== Your instructions ==
Rescale the part that opens with the line containing "Return one point per instance of the sky, written" and closes with the line containing "x=230, y=162". Write out every line in that part again, including the lines that ask for points, and multiply each x and y coordinate in the results by 1.8, rounding to whole numbers with halves going up.

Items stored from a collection
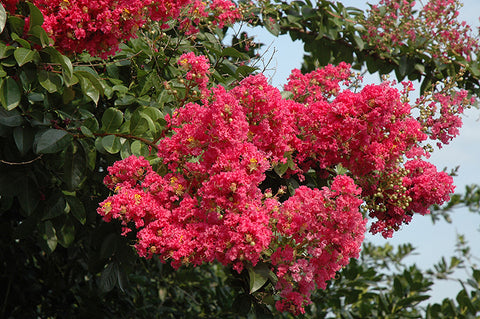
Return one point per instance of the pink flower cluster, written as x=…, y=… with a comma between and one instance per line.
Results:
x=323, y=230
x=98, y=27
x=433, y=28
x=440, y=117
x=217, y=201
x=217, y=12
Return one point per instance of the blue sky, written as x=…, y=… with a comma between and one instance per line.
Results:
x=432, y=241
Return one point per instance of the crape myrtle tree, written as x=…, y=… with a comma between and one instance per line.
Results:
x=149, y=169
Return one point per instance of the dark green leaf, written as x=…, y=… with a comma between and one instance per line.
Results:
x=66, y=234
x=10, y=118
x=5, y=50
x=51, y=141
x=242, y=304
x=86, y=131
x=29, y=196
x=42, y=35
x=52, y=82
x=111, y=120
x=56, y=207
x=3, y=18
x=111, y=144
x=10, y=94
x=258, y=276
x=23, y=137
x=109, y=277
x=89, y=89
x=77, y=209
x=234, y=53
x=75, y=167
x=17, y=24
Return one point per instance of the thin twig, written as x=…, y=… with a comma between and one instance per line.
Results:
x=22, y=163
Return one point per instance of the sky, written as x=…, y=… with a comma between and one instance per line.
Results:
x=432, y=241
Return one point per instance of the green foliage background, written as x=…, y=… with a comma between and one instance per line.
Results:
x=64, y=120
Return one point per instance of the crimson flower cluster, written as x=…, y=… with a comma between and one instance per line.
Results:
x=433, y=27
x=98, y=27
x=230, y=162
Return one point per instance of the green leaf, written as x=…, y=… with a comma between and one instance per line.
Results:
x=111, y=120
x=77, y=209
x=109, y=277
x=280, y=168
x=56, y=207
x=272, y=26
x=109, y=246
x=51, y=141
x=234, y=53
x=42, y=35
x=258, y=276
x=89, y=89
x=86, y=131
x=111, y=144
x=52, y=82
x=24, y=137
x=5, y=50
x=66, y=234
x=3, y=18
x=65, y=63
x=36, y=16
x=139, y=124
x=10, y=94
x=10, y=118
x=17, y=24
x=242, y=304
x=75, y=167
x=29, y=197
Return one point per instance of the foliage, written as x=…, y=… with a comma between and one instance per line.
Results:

--

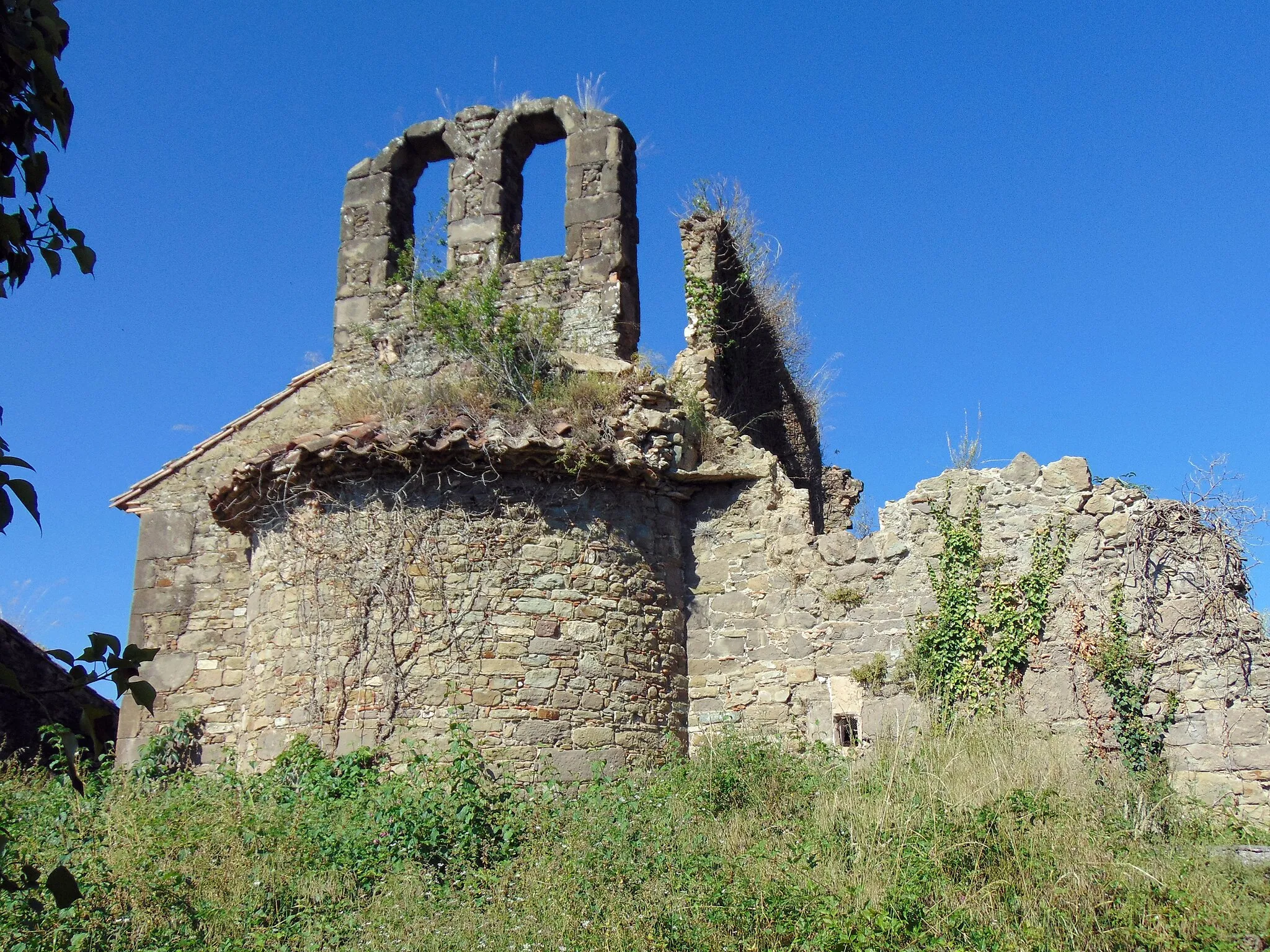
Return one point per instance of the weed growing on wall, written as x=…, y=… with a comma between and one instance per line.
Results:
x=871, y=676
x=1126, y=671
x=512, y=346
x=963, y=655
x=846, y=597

* * *

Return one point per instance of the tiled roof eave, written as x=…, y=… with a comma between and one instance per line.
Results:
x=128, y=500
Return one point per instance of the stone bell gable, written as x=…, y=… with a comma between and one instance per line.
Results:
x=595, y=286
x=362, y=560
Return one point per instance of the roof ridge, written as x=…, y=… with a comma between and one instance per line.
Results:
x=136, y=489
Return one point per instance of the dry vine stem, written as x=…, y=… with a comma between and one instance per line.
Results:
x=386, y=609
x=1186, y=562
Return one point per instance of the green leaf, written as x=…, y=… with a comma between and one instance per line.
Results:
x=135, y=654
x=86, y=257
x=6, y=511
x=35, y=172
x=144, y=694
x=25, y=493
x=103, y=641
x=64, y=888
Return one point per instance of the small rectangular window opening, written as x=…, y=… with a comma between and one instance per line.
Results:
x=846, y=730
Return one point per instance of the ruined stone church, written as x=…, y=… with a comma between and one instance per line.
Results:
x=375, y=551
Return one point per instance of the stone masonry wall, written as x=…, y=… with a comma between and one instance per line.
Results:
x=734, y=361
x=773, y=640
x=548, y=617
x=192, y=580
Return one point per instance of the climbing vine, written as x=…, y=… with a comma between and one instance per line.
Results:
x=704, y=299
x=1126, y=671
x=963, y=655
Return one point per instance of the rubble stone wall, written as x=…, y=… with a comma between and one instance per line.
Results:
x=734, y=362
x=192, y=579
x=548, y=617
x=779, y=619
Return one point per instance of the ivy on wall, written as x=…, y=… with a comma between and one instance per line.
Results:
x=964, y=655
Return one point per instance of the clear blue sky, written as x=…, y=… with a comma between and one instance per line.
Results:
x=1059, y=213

== Result for this exercise ==
Return one point per instance of the sky, written as x=…, y=… with a comma between and one instance per line.
Results:
x=778, y=434
Return one point per instance of the green foliage background, written as x=…, y=… with a comma between and one instance per line.
Results:
x=115, y=216
Return one point per instance of the crimson flower cluster, written as x=…, y=… with a comma between and one instance per line.
Results:
x=779, y=49
x=176, y=49
x=414, y=292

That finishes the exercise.